- Opening Delimiter -

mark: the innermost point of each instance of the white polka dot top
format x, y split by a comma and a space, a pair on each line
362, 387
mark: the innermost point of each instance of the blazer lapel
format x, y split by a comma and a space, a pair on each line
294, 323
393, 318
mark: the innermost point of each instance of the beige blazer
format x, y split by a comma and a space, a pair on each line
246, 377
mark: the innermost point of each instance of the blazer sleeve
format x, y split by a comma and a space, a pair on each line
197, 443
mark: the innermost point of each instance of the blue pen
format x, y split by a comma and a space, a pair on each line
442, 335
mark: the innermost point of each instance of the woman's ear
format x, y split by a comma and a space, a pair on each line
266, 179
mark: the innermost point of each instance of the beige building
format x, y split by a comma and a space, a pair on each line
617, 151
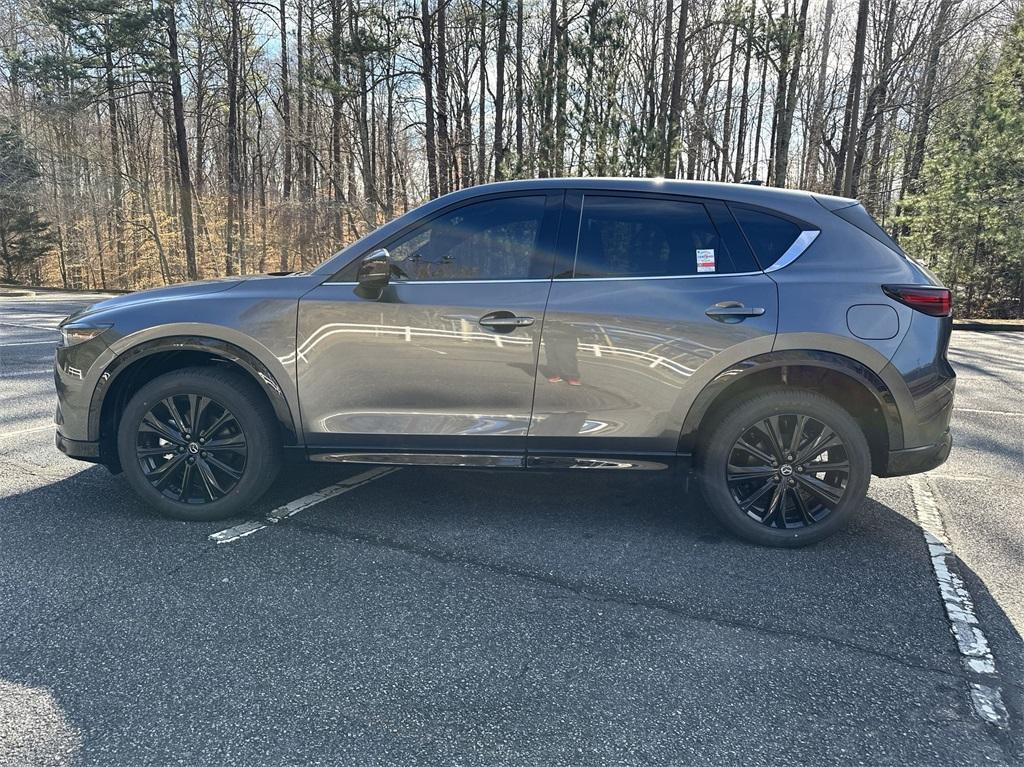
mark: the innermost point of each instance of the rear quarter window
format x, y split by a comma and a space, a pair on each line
769, 236
860, 218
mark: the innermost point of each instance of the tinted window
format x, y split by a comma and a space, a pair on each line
491, 240
646, 237
769, 236
860, 218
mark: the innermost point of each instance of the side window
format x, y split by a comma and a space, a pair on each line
769, 236
647, 237
489, 240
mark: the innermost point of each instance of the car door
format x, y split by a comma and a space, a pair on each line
652, 296
443, 359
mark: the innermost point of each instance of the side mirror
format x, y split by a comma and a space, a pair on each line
375, 271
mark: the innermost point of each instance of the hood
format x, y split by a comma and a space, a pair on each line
154, 295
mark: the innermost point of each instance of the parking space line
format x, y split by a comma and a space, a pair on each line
300, 504
976, 653
990, 413
26, 431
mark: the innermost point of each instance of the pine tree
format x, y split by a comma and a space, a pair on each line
968, 220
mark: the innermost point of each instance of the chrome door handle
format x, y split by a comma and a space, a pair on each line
504, 322
732, 311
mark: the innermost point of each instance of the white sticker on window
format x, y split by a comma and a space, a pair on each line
706, 260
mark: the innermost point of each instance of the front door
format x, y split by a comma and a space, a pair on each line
443, 359
649, 290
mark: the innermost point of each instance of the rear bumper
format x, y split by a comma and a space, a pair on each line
916, 460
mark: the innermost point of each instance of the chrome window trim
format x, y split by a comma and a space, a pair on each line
796, 250
457, 282
658, 277
567, 280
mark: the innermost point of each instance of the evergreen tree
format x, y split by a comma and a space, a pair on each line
968, 220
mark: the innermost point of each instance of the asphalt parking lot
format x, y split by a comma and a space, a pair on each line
469, 618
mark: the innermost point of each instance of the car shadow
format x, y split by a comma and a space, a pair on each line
93, 587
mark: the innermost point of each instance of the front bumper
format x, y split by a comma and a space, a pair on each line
916, 460
81, 450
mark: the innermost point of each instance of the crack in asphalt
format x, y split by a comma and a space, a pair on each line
596, 593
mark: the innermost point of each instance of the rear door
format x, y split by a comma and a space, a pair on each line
443, 359
651, 293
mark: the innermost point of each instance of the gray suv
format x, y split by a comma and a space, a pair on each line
777, 343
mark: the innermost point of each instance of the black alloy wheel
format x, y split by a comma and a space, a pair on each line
788, 470
192, 449
784, 467
200, 443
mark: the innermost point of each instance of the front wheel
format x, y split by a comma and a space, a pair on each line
199, 443
785, 468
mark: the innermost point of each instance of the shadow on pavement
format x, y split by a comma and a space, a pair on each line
481, 618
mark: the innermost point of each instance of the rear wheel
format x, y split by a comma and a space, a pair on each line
785, 468
199, 443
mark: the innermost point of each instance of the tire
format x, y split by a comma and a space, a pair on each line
189, 478
796, 506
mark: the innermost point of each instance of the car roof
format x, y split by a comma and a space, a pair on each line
770, 197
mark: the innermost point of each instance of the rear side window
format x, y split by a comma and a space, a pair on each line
769, 236
488, 240
860, 218
646, 237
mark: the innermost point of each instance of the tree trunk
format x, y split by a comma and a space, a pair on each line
181, 144
117, 186
285, 220
518, 89
815, 125
499, 152
788, 94
443, 136
744, 99
233, 177
481, 145
676, 99
845, 180
426, 48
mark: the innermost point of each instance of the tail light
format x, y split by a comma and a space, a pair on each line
934, 301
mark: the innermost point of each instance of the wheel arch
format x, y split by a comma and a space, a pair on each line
862, 392
139, 364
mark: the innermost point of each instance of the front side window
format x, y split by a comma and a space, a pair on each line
647, 237
489, 240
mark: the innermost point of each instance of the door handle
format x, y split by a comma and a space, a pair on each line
504, 322
732, 311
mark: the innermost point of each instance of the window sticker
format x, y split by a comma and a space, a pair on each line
706, 260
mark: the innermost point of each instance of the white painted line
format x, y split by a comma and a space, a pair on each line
976, 654
300, 504
27, 431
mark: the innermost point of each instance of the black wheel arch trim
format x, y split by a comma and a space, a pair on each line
871, 381
214, 346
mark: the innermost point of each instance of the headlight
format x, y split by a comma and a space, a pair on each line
72, 334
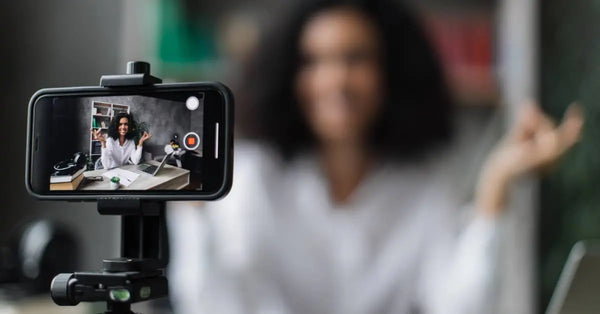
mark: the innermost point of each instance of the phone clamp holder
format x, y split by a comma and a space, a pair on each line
138, 275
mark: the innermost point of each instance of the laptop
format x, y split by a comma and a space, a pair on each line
153, 170
579, 282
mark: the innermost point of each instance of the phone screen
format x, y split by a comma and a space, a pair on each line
161, 141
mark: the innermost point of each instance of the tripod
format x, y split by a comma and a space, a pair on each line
138, 275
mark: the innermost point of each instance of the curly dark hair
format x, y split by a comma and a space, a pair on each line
113, 128
416, 112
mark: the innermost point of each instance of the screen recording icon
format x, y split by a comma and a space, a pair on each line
193, 102
191, 141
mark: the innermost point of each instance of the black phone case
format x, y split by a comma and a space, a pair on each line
142, 195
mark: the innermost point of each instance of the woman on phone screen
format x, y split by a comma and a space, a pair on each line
119, 147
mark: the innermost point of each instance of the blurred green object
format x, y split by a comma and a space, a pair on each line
184, 39
570, 71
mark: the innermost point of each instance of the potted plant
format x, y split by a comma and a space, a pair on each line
114, 183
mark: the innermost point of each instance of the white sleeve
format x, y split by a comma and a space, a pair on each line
465, 281
136, 154
106, 157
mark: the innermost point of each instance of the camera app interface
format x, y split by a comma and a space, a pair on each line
131, 142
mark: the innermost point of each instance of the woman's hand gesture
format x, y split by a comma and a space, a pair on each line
144, 137
535, 142
98, 136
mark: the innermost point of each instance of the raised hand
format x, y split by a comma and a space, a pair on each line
97, 135
144, 137
534, 143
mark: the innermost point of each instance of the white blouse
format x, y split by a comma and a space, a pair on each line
115, 155
279, 244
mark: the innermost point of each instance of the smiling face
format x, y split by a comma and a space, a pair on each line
123, 126
339, 82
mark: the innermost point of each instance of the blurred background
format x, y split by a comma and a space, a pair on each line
495, 55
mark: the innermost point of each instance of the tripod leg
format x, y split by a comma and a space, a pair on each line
118, 308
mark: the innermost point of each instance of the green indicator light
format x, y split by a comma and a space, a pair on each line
145, 292
119, 295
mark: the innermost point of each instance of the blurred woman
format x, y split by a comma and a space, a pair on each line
347, 209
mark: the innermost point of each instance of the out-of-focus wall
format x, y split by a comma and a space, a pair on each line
570, 71
49, 44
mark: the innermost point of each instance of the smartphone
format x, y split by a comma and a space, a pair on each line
163, 141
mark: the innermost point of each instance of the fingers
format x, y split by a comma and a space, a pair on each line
570, 129
531, 121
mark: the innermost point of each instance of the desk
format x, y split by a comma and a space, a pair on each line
168, 178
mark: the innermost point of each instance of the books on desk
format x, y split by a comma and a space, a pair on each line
67, 186
66, 177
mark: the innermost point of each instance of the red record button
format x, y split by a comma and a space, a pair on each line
191, 141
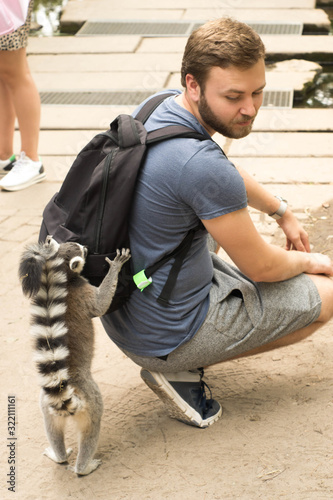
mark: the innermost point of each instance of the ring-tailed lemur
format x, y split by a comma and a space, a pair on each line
63, 305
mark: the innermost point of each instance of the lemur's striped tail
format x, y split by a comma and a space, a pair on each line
48, 324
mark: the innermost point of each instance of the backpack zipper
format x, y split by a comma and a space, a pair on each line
102, 199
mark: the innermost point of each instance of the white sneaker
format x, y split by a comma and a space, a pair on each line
24, 173
7, 165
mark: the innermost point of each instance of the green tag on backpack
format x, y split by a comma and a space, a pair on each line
141, 280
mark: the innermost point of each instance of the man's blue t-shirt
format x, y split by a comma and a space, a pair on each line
181, 182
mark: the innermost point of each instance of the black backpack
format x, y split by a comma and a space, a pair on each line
94, 202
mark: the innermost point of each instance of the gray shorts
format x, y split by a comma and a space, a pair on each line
242, 315
18, 39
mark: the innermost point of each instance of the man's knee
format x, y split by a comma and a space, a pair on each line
325, 289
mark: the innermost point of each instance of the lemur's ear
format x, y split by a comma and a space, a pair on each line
50, 242
76, 264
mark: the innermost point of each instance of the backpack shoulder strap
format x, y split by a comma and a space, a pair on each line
173, 131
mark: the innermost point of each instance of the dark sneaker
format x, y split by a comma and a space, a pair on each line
7, 165
184, 396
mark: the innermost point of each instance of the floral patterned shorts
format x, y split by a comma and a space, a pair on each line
19, 38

- Closing Delimiter -

What the task asks:
Looking at the entries above, copy out every line in which "shadow" occurs.

Response box:
mark: the innermost point of each instance of the car shadow
mark: the innermost point of each instance of the shadow on pavement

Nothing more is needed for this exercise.